- Task brief: Report how many lines in the data below contain the word "located". Give only the number.

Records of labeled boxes

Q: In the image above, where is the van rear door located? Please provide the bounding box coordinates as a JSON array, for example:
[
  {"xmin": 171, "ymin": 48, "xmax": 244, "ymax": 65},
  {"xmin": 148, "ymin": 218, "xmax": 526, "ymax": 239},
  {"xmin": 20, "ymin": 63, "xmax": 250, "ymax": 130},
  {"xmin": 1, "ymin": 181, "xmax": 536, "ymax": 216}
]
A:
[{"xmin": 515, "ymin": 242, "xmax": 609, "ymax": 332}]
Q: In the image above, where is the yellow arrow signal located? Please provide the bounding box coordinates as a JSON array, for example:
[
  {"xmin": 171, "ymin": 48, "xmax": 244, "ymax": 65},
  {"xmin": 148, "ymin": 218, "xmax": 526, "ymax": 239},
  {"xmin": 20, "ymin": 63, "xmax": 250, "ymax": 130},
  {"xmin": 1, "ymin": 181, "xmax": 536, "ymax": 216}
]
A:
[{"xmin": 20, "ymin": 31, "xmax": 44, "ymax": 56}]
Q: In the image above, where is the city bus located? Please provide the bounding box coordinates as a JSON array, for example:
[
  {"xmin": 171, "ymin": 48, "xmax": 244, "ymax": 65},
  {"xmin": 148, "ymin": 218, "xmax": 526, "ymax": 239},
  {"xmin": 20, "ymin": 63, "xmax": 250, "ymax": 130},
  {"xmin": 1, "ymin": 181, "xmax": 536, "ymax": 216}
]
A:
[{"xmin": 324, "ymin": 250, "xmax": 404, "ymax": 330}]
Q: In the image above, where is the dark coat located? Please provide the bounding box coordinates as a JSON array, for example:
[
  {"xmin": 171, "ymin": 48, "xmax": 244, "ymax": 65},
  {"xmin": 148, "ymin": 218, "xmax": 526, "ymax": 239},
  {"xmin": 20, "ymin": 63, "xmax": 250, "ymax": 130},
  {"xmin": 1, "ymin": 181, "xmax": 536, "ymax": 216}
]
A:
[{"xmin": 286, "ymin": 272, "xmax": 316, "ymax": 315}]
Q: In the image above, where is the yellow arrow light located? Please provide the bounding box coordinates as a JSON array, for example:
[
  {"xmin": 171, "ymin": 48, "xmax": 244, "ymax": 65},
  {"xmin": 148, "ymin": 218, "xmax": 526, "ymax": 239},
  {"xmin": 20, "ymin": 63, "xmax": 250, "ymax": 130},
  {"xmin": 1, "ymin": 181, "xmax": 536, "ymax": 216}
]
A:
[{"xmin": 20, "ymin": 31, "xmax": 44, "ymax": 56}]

- Written answer: 5